* [WHAT THE TASK REQUIRES] Copy the following lines word for word, with nothing changed.

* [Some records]

□ □ □ □

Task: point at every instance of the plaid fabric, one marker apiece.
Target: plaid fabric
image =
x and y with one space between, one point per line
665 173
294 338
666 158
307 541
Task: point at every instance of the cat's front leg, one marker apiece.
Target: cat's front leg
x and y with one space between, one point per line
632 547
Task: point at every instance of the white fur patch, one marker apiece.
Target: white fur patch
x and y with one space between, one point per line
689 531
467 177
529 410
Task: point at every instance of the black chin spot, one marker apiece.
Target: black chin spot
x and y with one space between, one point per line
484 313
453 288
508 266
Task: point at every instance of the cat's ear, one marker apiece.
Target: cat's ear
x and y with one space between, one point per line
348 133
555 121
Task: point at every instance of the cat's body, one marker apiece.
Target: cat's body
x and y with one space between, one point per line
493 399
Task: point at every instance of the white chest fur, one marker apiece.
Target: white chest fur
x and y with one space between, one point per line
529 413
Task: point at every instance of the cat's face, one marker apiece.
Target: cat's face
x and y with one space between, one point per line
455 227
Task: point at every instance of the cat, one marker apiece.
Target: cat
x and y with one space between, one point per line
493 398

□ □ □ □

* [OUTPUT FOR THIS EXERCISE]
Task: point at every instance of the plaid fabric, one marker apiece.
Target: plaid fabric
image =
x and y with one space between, one point per line
665 173
294 338
666 158
307 541
Task: point at every instance of the cat's front leg, one marker apiece.
Target: cat's front leg
x and y with one space between, one point per line
632 547
Task: point at every instance of the white fur patch, one marker apiece.
Target: white fur patch
x and y with one space between, one point per line
689 531
467 177
529 410
Task: point at every instance of the black chin spot, one marker apiece.
Target: black chin spot
x and y with one space between, one point per line
484 313
453 288
508 266
Task: point at every instance of the cat's ear, one marker apiece.
Target: cat's ear
x and y with one space between, one point per line
348 133
555 121
Task: point at every instance of the cat's body, one marker apiece.
Target: cat's body
x and y with one space between, one point per line
493 399
Task: point at every instance of the white chest fur, one marker apiece.
Target: white chest fur
x and y with one space between, one point per line
529 413
Task: point at every instance of the cat's face, one marker apiece.
Target: cat's face
x and y with one space between, one point per line
455 227
Task: point at every instance of the cat, one marker apiece.
Target: cat
x and y with one space between, one point per line
493 398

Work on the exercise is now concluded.